Stated exercise A:
In the records, give again the lines from the one containing "Every instance of the woman's bare" through the end of the records, with "plaid flannel shirt" changed to "checkered flannel shirt" and nothing else altered.

Passage given:

The gambit did not work with largely jobless growth, de-industrialization and a major outflow, both legal and illegal, of domestic capital. From at least 1997 the Mbeki circle began actively and openly to pursue a further dimension to the strategy, a supposed additional core pillar of their version of a national democratic revolution, so-called “black economic empowerment” (BEE). This was the active promotion of politically-connected, aspirant black capitalists who, it was reasoned, would be more patriotic than their established white counterparts were proving to be.

However, the primitive accumulation process required to promote these aspirant capitalists-without-capital has had outcomes that are not particularly patriotic or developmental. The primitive accumulation process has been largely premised on the regulatory requirement upon established capital to provide a percentage of encumbered shares to black partners, and on the diversion of public resources into politically connected black hands through state procurement, both legally in terms of preferential procurement regulations and, increasingly under the Jacob Zuma presidency (2009-2018), through so-called “state capture” plunder. The BEE policy has tended to produce dependent compradorist and parasitic strata, rather than an emergent “national bourgeoisie.” The impact of these primitive accumulation processes on the ANC has been deeply damaging, with most of its internal factional turmoil from the local branch level upwards associated with often violent competition for positions to secure access to public sector procurement, “tenderpreneurship” as it has come to be known. The desperate nature of this factional turmoil needs to be understood in the context of massive unemployment (currently at 44% in the expanded definition to include those who have given up looking for work, and an incredible 74,8% for those between 15 and 24 years old). Access to ANC positions and to public office can be the difference between personal advancement or a life-time of grinding poverty.

What of the SACP over this period? From the early 1990s the Mbeki circle, not content with having left the party, launched an increasingly hostile attack on the SACP and on its attempt to redefine itself and its role in the new reality. Part of this attack from the Mbeki circle took the form, ironically, of resurrecting (but in its own version), the old CI two-stageism. It characterized the post-apartheid period as a “national democratic” stage of “normalizing”, by “de-racializing”, capitalism, a stage in which there was little relevance for a Communist party. In contrast, at the same time, the SACP sought to definitively abandon any lurking two-stageism in its programmatic perspectives. A national democratic society in South Africa could only be consolidated, so it now argued, through a progressive consolidation of socialist advances in the context of an ANC-led national democratic transformation. The national tasks involved consolidating a non-racial social formation, transforming the physical and social infrastructure of the country which was reproducing racialized inequality and critically, enhancing as much as possible national sovereign capacity in what had become a unipolar imperialist world. All of this would only be possible through a national democratic society, the SACP argued, that was consolidated through a progressive consolidation of socialist-oriented advances.

Exercise input:
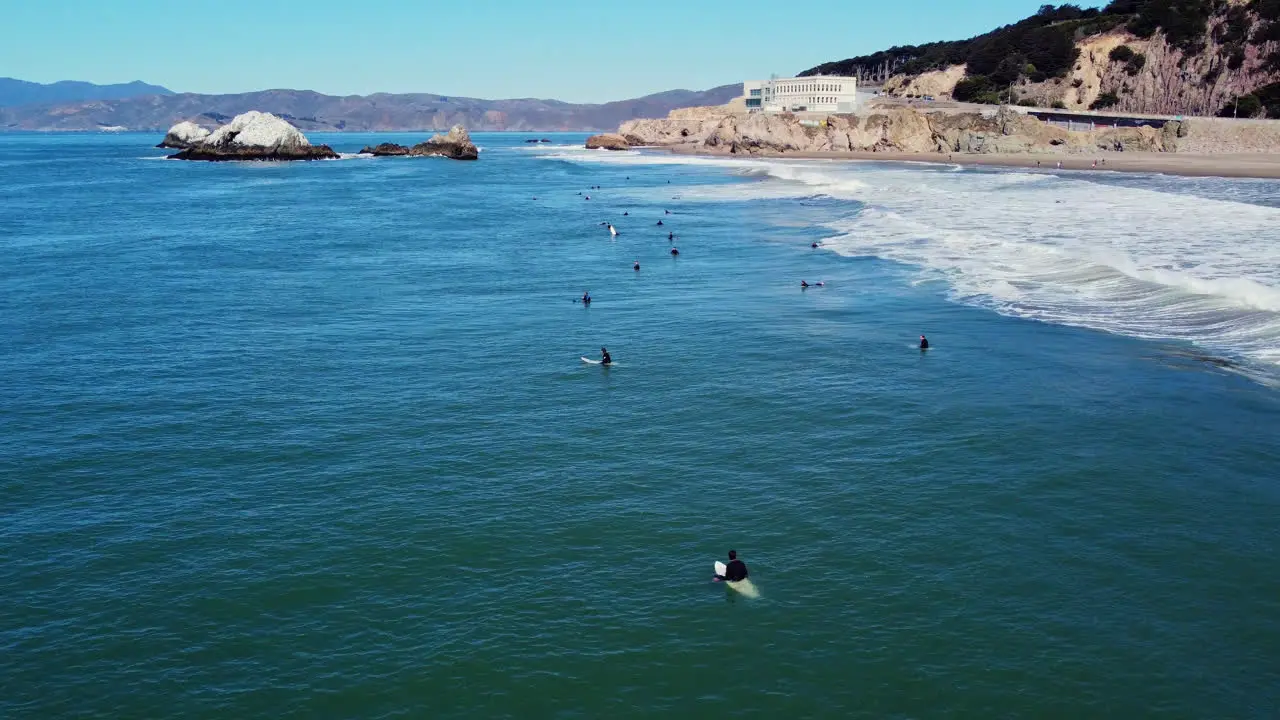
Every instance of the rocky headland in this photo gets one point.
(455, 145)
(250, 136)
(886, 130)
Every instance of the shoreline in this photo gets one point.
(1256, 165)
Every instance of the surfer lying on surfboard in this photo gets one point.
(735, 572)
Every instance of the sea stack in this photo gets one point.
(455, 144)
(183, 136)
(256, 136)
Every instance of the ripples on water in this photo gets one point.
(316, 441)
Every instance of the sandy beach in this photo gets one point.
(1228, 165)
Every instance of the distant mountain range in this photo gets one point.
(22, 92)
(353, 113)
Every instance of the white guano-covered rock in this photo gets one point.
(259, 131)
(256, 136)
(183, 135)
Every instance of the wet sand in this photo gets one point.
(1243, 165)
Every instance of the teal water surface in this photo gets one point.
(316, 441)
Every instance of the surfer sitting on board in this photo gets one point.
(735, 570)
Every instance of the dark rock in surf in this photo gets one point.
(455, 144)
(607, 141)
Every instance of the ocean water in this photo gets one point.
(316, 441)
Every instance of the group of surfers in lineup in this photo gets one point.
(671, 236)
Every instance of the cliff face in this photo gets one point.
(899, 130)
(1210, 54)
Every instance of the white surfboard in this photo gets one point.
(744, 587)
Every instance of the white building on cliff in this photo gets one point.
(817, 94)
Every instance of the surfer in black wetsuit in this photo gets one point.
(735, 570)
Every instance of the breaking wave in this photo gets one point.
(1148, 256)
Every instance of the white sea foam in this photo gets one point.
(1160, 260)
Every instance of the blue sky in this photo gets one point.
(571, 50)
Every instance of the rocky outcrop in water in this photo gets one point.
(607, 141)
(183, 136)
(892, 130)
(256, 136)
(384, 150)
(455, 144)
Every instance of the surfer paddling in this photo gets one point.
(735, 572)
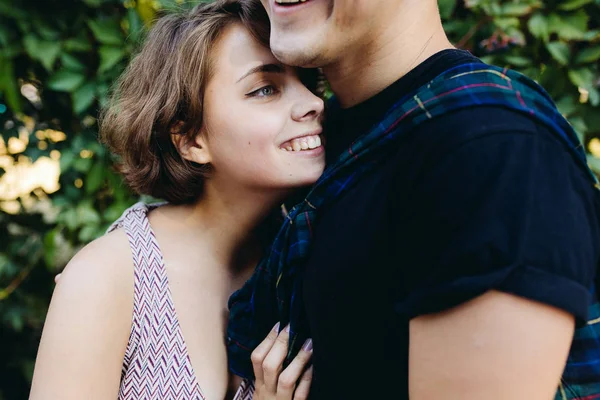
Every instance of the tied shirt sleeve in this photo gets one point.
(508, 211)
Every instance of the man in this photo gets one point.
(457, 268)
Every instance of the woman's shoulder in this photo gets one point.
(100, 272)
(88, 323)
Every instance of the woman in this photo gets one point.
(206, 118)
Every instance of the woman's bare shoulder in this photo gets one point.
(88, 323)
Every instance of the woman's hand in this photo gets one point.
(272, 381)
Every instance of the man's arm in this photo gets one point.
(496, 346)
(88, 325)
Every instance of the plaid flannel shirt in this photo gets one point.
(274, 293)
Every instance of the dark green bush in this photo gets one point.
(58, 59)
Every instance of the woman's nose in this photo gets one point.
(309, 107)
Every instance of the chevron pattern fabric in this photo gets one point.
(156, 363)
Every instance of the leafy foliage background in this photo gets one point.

Stated exercise B:
According to the passage on the ANC and the SACP, from what year did the Mbeki circle begin openly pursuing black economic empowerment?

Solution A:
Every instance of the woman's bare shoulder in this photo gets one point.
(88, 323)
Every instance of the woman's hand in this photo gets one point.
(272, 381)
Every instance of the man's arm in this photo gets one point.
(496, 346)
(88, 325)
Every instance of the checkered flannel shirt in this photo gets one point.
(274, 293)
Every instance of the dark green bush in this photo gets one point.
(58, 59)
Every instance of the woman's nose in this photo gets one point.
(309, 107)
Every instance of the chevron pattern fabric in this photo gets one point.
(156, 363)
Every instance of the leafy foliage background in this photo gets one point.

Solution B:
From at least 1997.